(Enunciado):
Reproduza sem qualquer alteração o trecho do texto sobre o Direito e as guerras situado entre "Como o Direito brasileiro encara a guerra?" e "de uma guerra.", inclusive.

(Texto de origem):
==*==

O Direito e as Guerras – Parte 3

Bruno Figueiredo*, de São Paulo, SP
ONU/Logan Abassi

Soldados brasileiros fazem operação em Porto Príncipe, pela MINUSTAH (2008).

O presente artigo é o terceiro e último de uma série de três artigos. No primeiro artigo desenvolveu-se uma análise sobre o Direito Internacional, no segundo uma análise da materialização do Direito, portanto, avaliar a guerra em si. Neste artigo pretende-se analisar as guerras sob a ótica do Direito Brasileiro.

Como o Direito brasileiro encara a guerra?

Na primeira parte deste artigo foi abordada uma análise sobre o Direito Internacional. Na segunda parte foi elaborada uma análise das possibilidades de um cenário de guerra. Nesta terceira parte chegamos agora à uma análise sobre como o Direito Brasileiro encara a hipótese de uma guerra.

A análise do Direito tem várias limitações, posto que o Direito, em geral é um “dever ser”, que entretanto, muitas vezes não é de fato. Ou seja, entre a formalidade jurídica e a materialização do Direito existe uma grande diferença. Formalmente, diante do Direito (burguês) “todos são iguais perante a Lei”, entretanto, no mundo real uns são mais iguais e outros menos.

==*==

[Um bloco de dados]
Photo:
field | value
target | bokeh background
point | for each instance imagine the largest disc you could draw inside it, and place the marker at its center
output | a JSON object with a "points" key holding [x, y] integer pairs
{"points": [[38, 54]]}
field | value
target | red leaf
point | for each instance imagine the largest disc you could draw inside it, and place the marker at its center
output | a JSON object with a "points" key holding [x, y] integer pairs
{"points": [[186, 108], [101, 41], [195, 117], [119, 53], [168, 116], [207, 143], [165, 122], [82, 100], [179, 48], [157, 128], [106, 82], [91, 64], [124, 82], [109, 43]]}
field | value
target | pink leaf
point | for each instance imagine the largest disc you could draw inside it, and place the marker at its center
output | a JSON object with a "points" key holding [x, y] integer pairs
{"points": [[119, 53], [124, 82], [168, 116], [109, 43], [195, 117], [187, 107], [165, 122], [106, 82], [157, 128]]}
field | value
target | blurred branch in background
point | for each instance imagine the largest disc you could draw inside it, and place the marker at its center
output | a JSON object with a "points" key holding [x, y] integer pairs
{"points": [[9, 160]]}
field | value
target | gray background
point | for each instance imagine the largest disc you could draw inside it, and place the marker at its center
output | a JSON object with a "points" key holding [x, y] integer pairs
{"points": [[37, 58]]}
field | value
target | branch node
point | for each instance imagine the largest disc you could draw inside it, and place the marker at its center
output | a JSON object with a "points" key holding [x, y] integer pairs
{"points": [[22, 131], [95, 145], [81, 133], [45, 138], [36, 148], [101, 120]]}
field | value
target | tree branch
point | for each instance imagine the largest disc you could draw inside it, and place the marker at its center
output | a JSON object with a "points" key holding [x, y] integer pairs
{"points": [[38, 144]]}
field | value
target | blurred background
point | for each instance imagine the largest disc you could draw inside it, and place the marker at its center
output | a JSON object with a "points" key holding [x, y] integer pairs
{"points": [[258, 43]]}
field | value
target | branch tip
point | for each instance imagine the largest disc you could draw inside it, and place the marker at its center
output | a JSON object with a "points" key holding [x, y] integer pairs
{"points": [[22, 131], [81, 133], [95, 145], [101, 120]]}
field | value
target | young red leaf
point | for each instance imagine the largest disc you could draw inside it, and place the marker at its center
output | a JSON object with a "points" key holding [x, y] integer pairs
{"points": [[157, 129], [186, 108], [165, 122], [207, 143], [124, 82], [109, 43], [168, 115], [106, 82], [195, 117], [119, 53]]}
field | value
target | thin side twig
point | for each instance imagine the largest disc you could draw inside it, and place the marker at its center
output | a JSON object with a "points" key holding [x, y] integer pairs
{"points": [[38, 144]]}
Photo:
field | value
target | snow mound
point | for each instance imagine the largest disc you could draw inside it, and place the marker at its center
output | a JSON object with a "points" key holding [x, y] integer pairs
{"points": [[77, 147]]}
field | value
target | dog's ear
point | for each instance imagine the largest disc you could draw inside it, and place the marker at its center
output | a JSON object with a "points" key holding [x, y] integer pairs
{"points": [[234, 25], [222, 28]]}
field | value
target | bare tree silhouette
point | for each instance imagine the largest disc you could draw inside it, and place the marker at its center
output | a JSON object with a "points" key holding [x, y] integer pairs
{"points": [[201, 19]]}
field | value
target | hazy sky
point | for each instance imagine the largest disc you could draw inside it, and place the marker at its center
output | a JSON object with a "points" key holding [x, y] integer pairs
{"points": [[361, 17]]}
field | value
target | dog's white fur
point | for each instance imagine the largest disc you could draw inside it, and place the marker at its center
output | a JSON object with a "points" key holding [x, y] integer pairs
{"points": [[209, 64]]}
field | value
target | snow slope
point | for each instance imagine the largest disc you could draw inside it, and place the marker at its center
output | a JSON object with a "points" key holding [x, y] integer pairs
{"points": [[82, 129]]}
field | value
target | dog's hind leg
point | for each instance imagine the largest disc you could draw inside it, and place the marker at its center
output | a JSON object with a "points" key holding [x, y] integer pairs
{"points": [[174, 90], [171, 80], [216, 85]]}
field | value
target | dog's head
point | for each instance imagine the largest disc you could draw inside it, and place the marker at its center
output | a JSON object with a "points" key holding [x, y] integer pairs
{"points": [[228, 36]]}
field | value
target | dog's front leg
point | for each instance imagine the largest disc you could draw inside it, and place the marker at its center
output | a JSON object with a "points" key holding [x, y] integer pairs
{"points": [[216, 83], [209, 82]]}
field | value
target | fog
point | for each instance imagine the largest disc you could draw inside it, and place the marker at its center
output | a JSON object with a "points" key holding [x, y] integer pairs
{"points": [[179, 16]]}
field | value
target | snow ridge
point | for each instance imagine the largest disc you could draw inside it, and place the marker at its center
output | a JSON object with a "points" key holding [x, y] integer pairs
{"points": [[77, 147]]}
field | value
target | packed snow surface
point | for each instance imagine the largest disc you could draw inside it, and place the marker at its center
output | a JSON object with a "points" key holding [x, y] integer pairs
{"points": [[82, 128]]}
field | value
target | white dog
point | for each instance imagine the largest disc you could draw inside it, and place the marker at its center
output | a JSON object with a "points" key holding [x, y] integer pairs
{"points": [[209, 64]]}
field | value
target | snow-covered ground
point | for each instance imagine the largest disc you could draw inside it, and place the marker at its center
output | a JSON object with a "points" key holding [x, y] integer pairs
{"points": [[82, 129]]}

==*==

(Resposta ao problema):
Como o Direito brasileiro encara a guerra?

Na primeira parte deste artigo foi abordada uma análise sobre o Direito Internacional. Na segunda parte foi elaborada uma análise das possibilidades de um cenário de guerra. Nesta terceira parte chegamos agora à uma análise sobre como o Direito Brasileiro encara a hipótese de uma guerra.